**EXERCISE BRIEF:**
An exact transcription of all the data is the expected reply.

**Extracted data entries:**
======

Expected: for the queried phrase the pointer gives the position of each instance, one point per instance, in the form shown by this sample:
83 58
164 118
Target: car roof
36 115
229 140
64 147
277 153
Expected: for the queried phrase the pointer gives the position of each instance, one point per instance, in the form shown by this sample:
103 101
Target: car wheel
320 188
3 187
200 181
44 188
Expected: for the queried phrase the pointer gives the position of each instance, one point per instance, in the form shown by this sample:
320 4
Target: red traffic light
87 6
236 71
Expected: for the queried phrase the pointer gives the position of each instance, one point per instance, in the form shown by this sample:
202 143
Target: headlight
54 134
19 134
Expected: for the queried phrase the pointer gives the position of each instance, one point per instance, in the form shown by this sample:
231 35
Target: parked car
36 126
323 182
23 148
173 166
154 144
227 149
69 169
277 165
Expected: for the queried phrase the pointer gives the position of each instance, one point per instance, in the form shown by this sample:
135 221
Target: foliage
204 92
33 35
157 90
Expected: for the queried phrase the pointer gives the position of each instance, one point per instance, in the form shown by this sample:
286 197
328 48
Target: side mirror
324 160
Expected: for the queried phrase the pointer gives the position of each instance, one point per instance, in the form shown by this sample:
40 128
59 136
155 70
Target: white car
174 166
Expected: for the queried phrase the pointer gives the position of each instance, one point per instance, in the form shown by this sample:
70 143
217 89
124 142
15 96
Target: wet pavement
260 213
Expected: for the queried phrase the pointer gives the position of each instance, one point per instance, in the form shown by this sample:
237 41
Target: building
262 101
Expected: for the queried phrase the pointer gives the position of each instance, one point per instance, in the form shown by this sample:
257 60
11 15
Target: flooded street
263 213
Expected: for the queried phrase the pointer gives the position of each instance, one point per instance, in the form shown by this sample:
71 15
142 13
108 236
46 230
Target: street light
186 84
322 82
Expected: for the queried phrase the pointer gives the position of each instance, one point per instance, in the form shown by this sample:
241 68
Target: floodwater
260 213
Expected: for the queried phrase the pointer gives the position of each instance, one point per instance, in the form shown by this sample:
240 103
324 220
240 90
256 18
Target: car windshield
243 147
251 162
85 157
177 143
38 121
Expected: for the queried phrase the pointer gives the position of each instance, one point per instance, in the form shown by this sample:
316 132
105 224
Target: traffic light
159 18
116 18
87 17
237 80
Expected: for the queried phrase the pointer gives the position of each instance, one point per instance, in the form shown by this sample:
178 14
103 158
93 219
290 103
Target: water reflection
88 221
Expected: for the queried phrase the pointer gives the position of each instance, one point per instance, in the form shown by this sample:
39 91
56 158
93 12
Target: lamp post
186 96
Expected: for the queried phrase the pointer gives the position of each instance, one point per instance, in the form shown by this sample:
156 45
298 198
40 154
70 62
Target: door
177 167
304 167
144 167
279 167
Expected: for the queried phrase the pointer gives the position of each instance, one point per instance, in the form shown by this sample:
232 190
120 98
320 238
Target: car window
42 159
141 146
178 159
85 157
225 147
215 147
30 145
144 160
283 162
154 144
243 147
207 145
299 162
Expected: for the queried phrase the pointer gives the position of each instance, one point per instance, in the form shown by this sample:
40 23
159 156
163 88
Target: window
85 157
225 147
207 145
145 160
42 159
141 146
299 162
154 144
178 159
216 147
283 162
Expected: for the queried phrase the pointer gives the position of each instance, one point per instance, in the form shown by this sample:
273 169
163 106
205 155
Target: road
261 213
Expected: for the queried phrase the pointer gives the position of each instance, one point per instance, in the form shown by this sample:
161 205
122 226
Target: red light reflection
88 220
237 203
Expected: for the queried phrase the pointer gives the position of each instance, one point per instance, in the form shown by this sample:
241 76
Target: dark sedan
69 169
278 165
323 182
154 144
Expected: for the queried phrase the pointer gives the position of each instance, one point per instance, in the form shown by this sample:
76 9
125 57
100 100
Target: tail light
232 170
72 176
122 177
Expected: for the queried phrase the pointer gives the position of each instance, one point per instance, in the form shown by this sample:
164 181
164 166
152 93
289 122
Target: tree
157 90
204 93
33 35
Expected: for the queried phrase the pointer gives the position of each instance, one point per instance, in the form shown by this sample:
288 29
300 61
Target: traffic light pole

======

**YOUR RESPONSE:**
Expected: for the queried phrase the pointer gives the position of each instance, one point per instance, in the form shown by this sample:
83 58
164 118
Target: car roof
36 115
229 140
64 147
277 153
Expected: for the queried phrase the pointer gives the position of each instance, one point per instance, in the form shown by this sample:
103 101
Target: car wheel
320 188
3 187
200 181
44 188
Expected: for the queried phrase the pointer gives the position of each instance, one point per instance, in the form shown by this sample:
320 4
Target: red traffic light
87 6
236 71
Expected: for the queried phrase the pointer gives the position of each instance, one point per instance, in the form shown by this sample:
202 143
Target: headlight
54 134
19 134
Expected: for the queried phrase the pointer gives the position of each instance, one point per instance, in the form shown by this sample:
231 35
Target: parked car
36 126
323 182
23 148
173 166
154 144
227 149
69 169
277 165
Expected: for the queried phrase the pointer gives the position of each instance, one point per instance, in the form shown by this sample:
135 221
Target: foliage
204 92
33 35
157 90
Expected: for the queried phrase the pointer gives the position of each instance, one point per instance, in the form shown by this sample:
286 197
328 48
Target: side mirror
324 160
Expected: for the queried phrase the pointer gives the position of each instance, one point per instance, in the form shown by this sample:
40 128
59 136
155 70
Target: white car
174 166
Expected: for the queried phrase the pointer gives the position of each instance, one point per instance, in the form shown by this sample:
70 143
217 89
124 142
15 96
Target: wet pavement
260 213
Expected: for the queried phrase the pointer gives the position of each instance, one point per instance, in the form shown by this sample:
237 41
Target: building
262 101
Expected: for the queried phrase the pointer gives the position of each instance, one point per instance, in the form shown by this sample:
257 60
11 15
Target: flooded street
263 213
Expected: for the queried phrase the pointer gives the position of each instance, one point per instance, in the form shown by this sample:
71 15
142 13
108 236
46 230
Target: street light
186 84
322 82
Expected: for the queried phrase the pointer gives the position of each instance, one point per instance, in the form shown by this sample:
241 68
Target: floodwater
260 213
Expected: for the queried phrase the pointer gives the position of each instance, one point per instance, in the form shown by this sample:
240 103
324 220
240 90
256 18
Target: car windshield
243 147
251 162
85 157
177 143
38 121
Expected: for the queried phrase the pointer gives the position of each instance, one point per instance, in the form shown by this sample:
316 132
105 224
Target: traffic light
159 18
116 18
87 17
237 80
Expected: for the queried phrase the pointer gives the position of each instance, one point per instance, in the form shown by this sample:
178 14
103 158
93 219
290 103
Target: water reflection
88 221
Expected: for the queried phrase the pointer gives the position of each instance, one point per instance, in the form shown by this sample:
39 91
56 158
93 12
Target: lamp post
186 96
Expected: for the queried phrase the pointer gives the position of each instance, one point per instance, in the form shown by this sample:
156 45
298 198
40 154
70 62
Target: door
177 167
304 167
144 167
279 167
Expected: for the queried phrase the pointer gives the position of each instance, one point per instance, in the form shown by this sample:
232 190
120 98
320 238
Target: car window
42 159
141 146
178 159
85 157
225 147
215 147
30 145
144 160
283 162
154 144
243 147
207 145
299 162
Expected: for the queried phrase the pointer gives the position of each instance, one point per instance, in the form shown by this sample:
40 23
159 156
163 88
Target: window
85 157
225 147
207 145
145 160
42 159
141 146
299 162
154 144
178 159
216 147
283 162
Expected: for the queried phrase the pointer gives the position of each instance, one point per instance, in the form shown by this sample:
273 169
163 106
205 155
Target: road
261 213
Expected: for the queried phrase the pointer gives the position of each instance, one point per instance, in the form shown by this sample:
161 205
122 226
Target: red light reflection
88 220
237 203
Expected: for the queried phrase the pointer gives the position of each instance, one point per instance, in the form shown by this sample:
241 76
Target: dark sedan
69 169
278 165
323 182
154 144
Expected: for the queried phrase the pointer gives the position of each instance, one point per instance, in the form shown by this sample:
76 9
125 57
100 100
Target: tail light
232 170
72 176
122 177
Expected: for the queried phrase the pointer gives the position of each instance, one point per instance, in the form shown by this sample:
164 181
164 166
152 93
289 122
Target: tree
157 90
204 93
33 35
Expected: for the queried phrase the pointer gives the position of each instance, one point per instance, in the form shown by this sample:
288 29
300 61
Target: traffic light pole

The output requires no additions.